Hakkıyla anlatılmamış bir devrimci: Delil Doğan

Dosya Haberleri —

Delil Doğan

Delil Doğan

  • Delil, 23 yıllık kısa ömründe dilediği gibi ve hayallerinin peşinde, her anın hakkını vererek dolu dolu yaşadı. Arkadaşları sokakta oyun oynarken Delil mücadele için yolları arşınladı. Düşmana karşı 'Canê canê canê, were meydanê, dilê min pir xweş e bi vê dîlanê' diyerek amansız, fakatsız bir mücadeleye girdi. Hain pusuları atlattı. Kuzeni ve en yakın arkadaşı Süleyman Doğan, Delil için “Ben Delil’in hala anlaşıldığını sanmıyorum. Çünkü anlatılamadı” diyor.
  • 1971 yılında Karakoçan Lisesi öğretmenleri sürgüne gönderilir. O dönem Dersim’de öğretmen okulunu okuyan Mazlum Doğan ve Mustafa Aydın öncülüğünde öğretmenlerin sürgün edilmesinin protesto etmek için Dep’de bir yürüyüş düzenlenir. Henüz ortaokulda olan Delil ve Süleyman yürüyüşe katılarak ilk defa politik bir eylemde yer alırlar.

---*---

:: Görev A ::
Delil Doğan hakkındaki metinden "Hakkıyla anlatılmamış bir" sözleriyle açılıp "eylemde yer alırlar." sözleriyle kapanan bölümü aynen alıntılayınız.
:: Görev B ::
Delil Doğan hakkındaki metni, son cümlesinden sonrasını yazarak sürdürünüz.

:: Kaynak Malzeme ::
---*---

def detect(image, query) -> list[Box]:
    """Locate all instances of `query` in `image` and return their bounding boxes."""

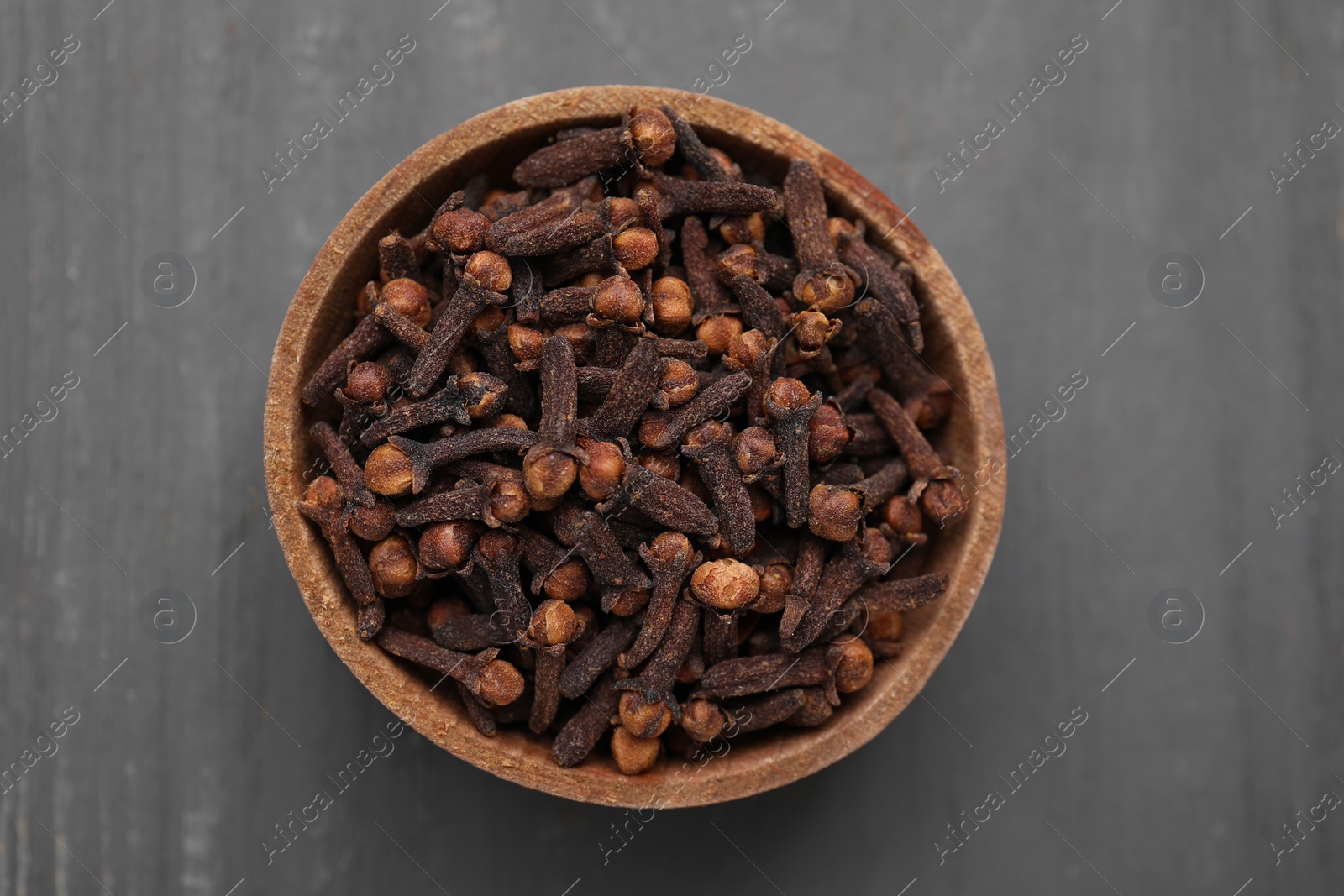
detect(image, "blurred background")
[0,0,1344,896]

---*---

:: Yazılı Yanıt A ::
Hakkıyla anlatılmamış bir devrimci: Delil Doğan

Dosya Haberleri —

Delil Doğan

Delil Doğan

  • Delil, 23 yıllık kısa ömründe dilediği gibi ve hayallerinin peşinde, her anın hakkını vererek dolu dolu yaşadı. Arkadaşları sokakta oyun oynarken Delil mücadele için yolları arşınladı. Düşmana karşı 'Canê canê canê, were meydanê, dilê min pir xweş e bi vê dîlanê' diyerek amansız, fakatsız bir mücadeleye girdi. Hain pusuları atlattı. Kuzeni ve en yakın arkadaşı Süleyman Doğan, Delil için “Ben Delil’in hala anlaşıldığını sanmıyorum. Çünkü anlatılamadı” diyor.
  • 1971 yılında Karakoçan Lisesi öğretmenleri sürgüne gönderilir. O dönem Dersim’de öğretmen okulunu okuyan Mazlum Doğan ve Mustafa Aydın öncülüğünde öğretmenlerin sürgün edilmesinin protesto etmek için Dep’de bir yürüyüş düzenlenir. Henüz ortaokulda olan Delil ve Süleyman yürüyüşe katılarak ilk defa politik bir eylemde yer alırlar.

:: Yazılı Yanıt B ::
ERKAN GÜLBAHÇE

Çocukluğum Delil Doğan, Mazlum Doğan, Mehmet Hayri Durmuş, Hüseyin Durmuş, Salih Kılıç, Zeki Yıldız, Baki Kahraman, Rahime Kahraman ve ismini yazamadığım birçok kahramanın efsanevi direniş öyküleriyle geçti. Hep onlara karşı kendimi borçlu hissettim. Bu kahramanlarla yüz yüze görüşen insanların gururla anlattıkları anılarını gıptayla dinledim.

Delil Doğan sadece bir savaşçı değildi. Delil, söz yazarı, besteci, sporcu ve kabına sığmayan, deyim yerindeyse sıra dışı bir devrimciydi. Şu ana kadar Delil’i tanıyan ve birlikte sohbet eden kim ile görüştüysem, söyledikleri ortak şey, “Delil mi? O çok farklı bir insandı. Sıra dışı, kabına sığmayan deli dolu bir insandı” oluyor. Canê Canê kilamının bestekarı, Hozan Sefkan’ın Dersim Dağı şarkısını yapmasına vesile olan Delil Doğan’ı arkadaşları, ailesi anlatıyor.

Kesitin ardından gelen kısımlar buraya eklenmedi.